# [PAGE]
::::
Jo Estill, a researcher on the singing voice, has studied the belting voice and has noted that there is also a downward tilt of the cricoid cartilage (a ring of cartilage around the trachea that provides attachments for the various muscles, cartilages, and ligaments involved in opening and closing the airway and in speech production), with a larger cricothyroid space in belted singing.
There is some debate over whether or not men actually belt. Registration in the male voice differs from that of the female voice mainly in that men sing with a shortener (thyroarytenoid) dominant arrangement unless singing in head voice or in falsetto, where the thyroarytenoid cartilage becomes more or less inactive and disengaged. In order to belt, men are not required to change vocal registers, as they can remain in the chest register. (Female singers, on the other hand, usually must have a register shift into their middle register in order to belt.) Narrowing of the pharynx and brightening the classical sound, thus creating the ‘forward’ tone and increase in twang, when belting and emphasizing the informal, speech-like phrases popularly used in contemporary singing is all that is needed for a male singer to belt. Shortener dominant sound being the primary vocal function for men results in male classical singing being comparatively closer to male belt singing than female classical singing is to female belt singing.
Other Muscular Activity
Although it is debatable as to whether or not the use of a mixed, though still more thyroarytenoid (shortener) dominant, vocal fold source is by itself dangerous for the vocal instrument, research on the voice during belting conducted with fiberoptics definitely provides evidence that numerous other unhealthy technical habits are employed during belting.
::::
# [WHAT THE EXERCISE ASKS]
Answer these questions about the text on belting:
(a) What tilt of the cricoid cartilage did Jo Estill note in belted singing?
(b) Which register can men stay in when they belt?
(c) What was used in the belting research that showed evidence of other unhealthy technical habits?

(Dataset rows showing where objects appear)
::::
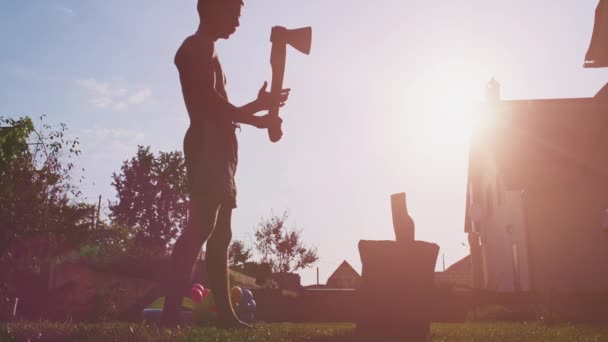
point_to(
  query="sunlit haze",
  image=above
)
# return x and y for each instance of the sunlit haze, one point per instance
(383, 104)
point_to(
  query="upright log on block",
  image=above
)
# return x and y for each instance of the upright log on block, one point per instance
(396, 289)
(402, 221)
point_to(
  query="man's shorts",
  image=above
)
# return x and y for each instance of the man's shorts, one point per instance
(211, 158)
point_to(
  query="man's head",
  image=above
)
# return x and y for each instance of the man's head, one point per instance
(220, 17)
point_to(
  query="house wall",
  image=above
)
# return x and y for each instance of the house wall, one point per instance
(499, 222)
(568, 245)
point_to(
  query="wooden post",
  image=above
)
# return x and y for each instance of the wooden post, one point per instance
(98, 210)
(402, 222)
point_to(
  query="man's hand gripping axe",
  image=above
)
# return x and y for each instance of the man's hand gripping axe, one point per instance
(280, 37)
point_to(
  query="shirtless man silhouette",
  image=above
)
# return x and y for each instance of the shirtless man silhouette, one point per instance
(210, 149)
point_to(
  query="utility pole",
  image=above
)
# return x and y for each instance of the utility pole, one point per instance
(98, 210)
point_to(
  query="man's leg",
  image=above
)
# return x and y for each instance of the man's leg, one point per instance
(217, 269)
(201, 222)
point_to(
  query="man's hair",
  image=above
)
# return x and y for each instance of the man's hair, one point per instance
(203, 6)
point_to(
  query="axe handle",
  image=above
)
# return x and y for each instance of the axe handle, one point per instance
(277, 61)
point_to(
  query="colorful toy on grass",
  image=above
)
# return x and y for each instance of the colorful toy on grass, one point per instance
(201, 308)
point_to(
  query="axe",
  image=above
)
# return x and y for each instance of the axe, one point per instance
(280, 37)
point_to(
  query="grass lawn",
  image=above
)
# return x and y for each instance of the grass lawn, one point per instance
(44, 331)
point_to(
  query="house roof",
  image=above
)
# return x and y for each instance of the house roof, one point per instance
(597, 55)
(463, 265)
(542, 143)
(345, 269)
::::
# [EXERCISE RESULT]
(a) A downward tilt, with a larger cricothyroid space.
(b) The chest register.
(c) Fiberoptics.